● **Data in this exercise**:
○ ○ ○ ○
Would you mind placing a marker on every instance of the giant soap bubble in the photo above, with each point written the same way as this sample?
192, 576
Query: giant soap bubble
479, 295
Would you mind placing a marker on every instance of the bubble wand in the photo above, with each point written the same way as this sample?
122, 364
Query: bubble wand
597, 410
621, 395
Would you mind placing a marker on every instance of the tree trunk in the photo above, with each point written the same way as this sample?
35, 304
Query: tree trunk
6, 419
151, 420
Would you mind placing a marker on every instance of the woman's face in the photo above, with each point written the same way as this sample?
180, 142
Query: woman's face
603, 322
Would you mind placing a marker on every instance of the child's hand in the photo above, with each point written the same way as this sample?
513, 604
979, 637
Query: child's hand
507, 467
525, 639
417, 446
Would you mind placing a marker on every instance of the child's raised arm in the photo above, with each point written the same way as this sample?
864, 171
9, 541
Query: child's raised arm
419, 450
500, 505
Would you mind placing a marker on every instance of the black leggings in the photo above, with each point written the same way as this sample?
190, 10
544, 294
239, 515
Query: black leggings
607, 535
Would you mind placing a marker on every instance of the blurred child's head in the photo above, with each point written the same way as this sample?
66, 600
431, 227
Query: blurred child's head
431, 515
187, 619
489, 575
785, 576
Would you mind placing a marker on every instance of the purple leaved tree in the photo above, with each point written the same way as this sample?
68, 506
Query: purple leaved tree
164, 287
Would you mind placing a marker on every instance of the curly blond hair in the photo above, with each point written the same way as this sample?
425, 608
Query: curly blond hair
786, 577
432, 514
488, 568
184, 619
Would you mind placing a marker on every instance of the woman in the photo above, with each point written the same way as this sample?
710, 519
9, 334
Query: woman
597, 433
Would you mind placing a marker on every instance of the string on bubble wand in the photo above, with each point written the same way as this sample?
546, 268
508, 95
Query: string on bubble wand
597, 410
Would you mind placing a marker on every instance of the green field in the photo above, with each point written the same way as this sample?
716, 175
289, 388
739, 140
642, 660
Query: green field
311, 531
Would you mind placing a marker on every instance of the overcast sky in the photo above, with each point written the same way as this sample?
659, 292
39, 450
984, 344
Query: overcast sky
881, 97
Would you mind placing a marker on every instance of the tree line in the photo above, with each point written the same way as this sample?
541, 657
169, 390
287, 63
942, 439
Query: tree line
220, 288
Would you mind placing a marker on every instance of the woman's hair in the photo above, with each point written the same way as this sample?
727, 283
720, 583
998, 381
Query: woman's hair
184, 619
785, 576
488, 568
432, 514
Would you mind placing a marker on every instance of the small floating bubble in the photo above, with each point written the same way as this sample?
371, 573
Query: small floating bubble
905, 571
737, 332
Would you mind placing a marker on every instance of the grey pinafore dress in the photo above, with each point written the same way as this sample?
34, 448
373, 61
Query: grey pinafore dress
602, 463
○ ○ ○ ○
● **Task instructions**: Nothing but the lines from the one holding "Query: woman's hair" to the end of the entries should be returned, each exactly as it stands.

● **Your solution**:
Query: woman's hair
184, 619
785, 576
488, 568
432, 514
Would you mind placing a marker on every instance of the small floating bubble in the photo above, with each point written the same way as this sample?
371, 573
Query: small floating bubble
905, 571
737, 332
Would you mind placing a marker on every instance of the grey pinafore dress in the photo above, with each point written the same way as this sample?
34, 448
373, 61
Query: grey pinafore dress
602, 463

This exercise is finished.